§ **The task**: Render every line of the records below as a Markdown table with the columns Row and Record Line, skipping blank lines and leaving the pictures out.

§ **Record excerpts**:
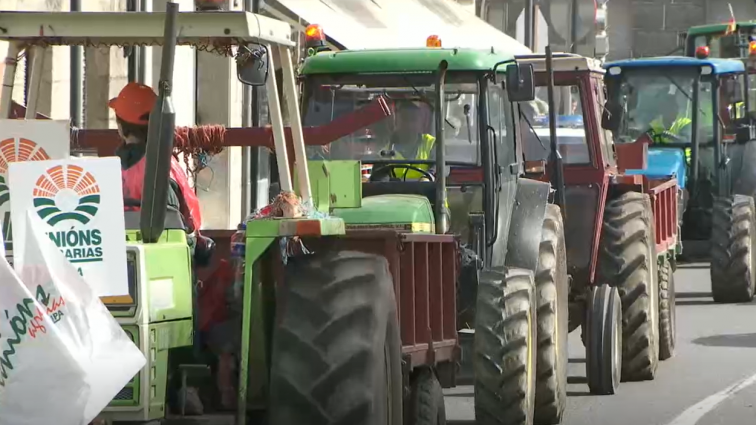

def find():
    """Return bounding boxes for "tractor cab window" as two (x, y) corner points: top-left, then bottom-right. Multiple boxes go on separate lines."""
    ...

(719, 74), (746, 135)
(691, 34), (740, 58)
(610, 67), (699, 144)
(303, 76), (479, 165)
(520, 85), (591, 165)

§ **Full output**:
| Row | Record Line |
|---|---|
| 1 | def find(): |
| 2 |     """Return bounding boxes for "tractor cab window" as two (x, y) corner points: top-left, then bottom-right. Multiple boxes go on separate lines.""" |
| 3 |     ... |
| 4 | (719, 74), (746, 135) |
| 5 | (691, 34), (740, 58) |
| 6 | (610, 67), (699, 144) |
| 7 | (303, 76), (479, 165) |
| 8 | (520, 85), (591, 165) |